→ **Records for the exercise**:

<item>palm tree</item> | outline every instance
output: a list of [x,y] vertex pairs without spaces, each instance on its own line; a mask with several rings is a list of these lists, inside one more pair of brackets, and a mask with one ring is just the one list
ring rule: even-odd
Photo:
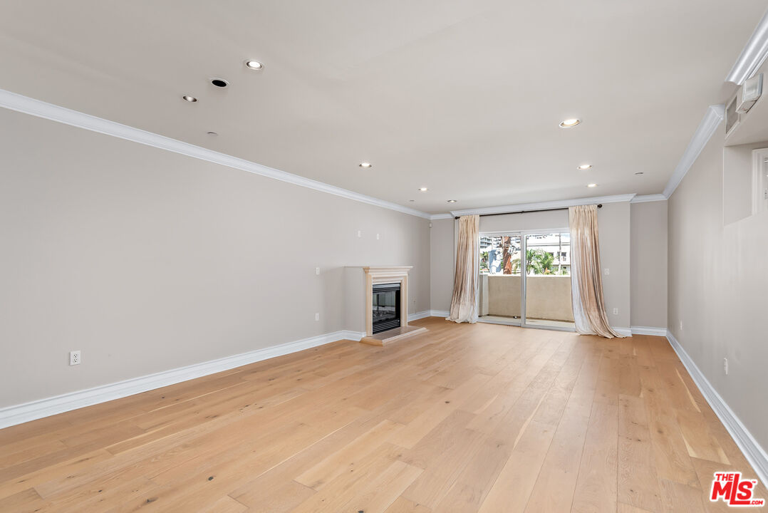
[[[528,263],[526,272],[528,274],[552,274],[552,263],[554,256],[544,250],[527,250],[525,260]],[[515,274],[520,272],[520,259],[512,260],[512,272]]]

→ **Stated exercise**: Images in the records should not be copied. Repeat all the rest exactly.

→ **Solution to the problem**:
<item>palm tree</item> | outline every instance
output: a list of [x,y] vertex pairs without spaces, each instance on its own line; a mask with several rings is a list of these lists, inside one more pair of brackets, and a mask with one ring is just the one list
ring rule: even-odd
Photo:
[[[528,263],[526,272],[528,274],[552,274],[552,263],[554,256],[544,250],[527,250],[525,260]],[[515,274],[520,272],[520,259],[512,260],[512,272]]]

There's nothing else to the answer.